Pull out each line below that contains the word "where".

** Begin **

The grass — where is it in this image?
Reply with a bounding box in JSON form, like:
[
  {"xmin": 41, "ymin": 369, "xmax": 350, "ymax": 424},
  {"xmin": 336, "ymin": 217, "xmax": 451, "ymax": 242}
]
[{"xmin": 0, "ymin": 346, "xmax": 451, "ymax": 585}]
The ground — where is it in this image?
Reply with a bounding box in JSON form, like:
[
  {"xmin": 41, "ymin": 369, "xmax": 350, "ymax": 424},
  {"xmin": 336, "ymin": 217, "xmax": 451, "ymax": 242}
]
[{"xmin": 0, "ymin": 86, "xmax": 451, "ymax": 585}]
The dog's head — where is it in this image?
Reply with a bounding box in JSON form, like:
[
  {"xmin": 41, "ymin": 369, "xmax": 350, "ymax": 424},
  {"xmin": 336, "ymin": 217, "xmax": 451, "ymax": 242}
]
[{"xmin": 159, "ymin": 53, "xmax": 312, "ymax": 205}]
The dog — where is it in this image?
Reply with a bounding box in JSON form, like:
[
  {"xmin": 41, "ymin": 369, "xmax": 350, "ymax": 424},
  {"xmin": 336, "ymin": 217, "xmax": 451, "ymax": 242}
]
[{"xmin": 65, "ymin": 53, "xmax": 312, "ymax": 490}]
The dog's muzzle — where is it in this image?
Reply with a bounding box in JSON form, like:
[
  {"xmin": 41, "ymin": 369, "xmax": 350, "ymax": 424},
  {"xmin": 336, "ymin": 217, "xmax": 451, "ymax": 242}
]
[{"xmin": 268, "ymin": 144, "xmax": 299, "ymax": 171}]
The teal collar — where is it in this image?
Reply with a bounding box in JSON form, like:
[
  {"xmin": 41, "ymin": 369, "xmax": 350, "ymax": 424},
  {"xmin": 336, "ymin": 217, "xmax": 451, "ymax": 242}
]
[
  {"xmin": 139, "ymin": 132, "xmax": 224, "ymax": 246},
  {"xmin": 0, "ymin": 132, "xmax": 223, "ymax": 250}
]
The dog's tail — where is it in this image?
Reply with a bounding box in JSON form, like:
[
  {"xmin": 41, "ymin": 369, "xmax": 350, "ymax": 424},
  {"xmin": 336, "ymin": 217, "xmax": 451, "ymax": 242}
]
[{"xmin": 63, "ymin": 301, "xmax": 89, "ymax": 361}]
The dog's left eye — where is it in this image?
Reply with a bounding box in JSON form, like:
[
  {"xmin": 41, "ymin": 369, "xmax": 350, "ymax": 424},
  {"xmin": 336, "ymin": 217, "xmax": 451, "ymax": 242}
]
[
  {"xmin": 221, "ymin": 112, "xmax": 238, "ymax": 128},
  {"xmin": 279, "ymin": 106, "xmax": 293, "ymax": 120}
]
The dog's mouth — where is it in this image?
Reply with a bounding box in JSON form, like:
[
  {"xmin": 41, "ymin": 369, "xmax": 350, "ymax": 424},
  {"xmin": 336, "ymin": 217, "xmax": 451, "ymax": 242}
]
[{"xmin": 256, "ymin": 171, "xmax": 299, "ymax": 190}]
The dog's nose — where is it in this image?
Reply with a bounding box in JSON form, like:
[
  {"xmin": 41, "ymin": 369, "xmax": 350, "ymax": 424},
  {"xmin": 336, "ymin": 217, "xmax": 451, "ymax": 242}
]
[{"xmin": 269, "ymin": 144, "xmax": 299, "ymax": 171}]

** End **

→ **Answer to the exercise**
The grass — where is it in this image?
The ground — where is it in this image?
The dog's head — where is it in this image?
The dog — where is it in this image?
The dog's muzzle — where is it in this image?
The teal collar — where is it in this image?
The dog's tail — where is it in this image?
The dog's left eye — where is it in this image?
The dog's mouth — where is it in this image?
The dog's nose — where is it in this image?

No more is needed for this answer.